TO DO.
Copy each line containing "wooden" from the listing below.

---- DATA SUPPLIED

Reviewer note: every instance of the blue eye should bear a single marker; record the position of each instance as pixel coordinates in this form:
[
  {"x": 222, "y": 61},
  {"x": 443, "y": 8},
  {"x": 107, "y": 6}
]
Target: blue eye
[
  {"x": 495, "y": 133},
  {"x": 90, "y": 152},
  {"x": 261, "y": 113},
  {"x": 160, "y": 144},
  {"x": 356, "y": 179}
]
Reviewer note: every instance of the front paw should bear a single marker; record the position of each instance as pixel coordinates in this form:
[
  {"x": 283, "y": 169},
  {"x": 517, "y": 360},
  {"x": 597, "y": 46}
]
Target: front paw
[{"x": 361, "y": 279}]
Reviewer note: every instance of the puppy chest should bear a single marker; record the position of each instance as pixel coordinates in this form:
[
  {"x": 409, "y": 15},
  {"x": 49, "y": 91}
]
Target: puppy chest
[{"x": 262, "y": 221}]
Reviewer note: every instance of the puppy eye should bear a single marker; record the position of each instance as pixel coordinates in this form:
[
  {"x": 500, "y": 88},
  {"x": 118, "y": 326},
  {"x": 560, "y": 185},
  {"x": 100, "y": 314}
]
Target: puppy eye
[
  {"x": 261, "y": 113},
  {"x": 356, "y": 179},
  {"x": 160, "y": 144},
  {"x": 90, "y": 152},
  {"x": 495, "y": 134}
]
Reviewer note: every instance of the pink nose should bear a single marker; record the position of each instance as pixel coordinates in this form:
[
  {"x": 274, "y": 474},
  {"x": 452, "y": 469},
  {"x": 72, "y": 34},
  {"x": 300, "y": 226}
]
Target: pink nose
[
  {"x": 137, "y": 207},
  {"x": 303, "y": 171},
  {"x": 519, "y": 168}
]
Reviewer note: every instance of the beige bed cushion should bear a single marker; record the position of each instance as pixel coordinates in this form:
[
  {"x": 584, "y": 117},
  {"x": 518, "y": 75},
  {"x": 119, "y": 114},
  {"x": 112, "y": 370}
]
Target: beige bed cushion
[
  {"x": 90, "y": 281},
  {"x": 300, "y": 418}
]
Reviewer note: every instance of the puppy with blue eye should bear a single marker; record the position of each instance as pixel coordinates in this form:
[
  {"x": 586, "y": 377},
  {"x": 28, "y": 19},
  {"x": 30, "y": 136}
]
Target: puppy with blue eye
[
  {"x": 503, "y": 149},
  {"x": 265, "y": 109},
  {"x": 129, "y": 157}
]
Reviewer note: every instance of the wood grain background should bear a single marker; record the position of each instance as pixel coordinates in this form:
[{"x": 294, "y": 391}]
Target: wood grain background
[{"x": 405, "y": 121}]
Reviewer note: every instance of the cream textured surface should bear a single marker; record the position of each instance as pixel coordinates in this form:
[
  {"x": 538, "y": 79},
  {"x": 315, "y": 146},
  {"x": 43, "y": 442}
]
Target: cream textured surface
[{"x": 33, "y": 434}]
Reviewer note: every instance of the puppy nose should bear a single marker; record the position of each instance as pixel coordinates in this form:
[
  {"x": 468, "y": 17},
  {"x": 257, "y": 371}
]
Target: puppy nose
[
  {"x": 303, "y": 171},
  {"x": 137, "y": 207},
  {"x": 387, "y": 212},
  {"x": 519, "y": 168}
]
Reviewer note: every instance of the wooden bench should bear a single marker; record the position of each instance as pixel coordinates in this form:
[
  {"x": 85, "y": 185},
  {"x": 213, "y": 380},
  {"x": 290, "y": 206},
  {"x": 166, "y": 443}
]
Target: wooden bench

--------

THE COMPLETED TASK.
Reviewer note: every instance of the wooden bench should bear a single marker; record the position of each instance as pixel coordinates in this form:
Target: wooden bench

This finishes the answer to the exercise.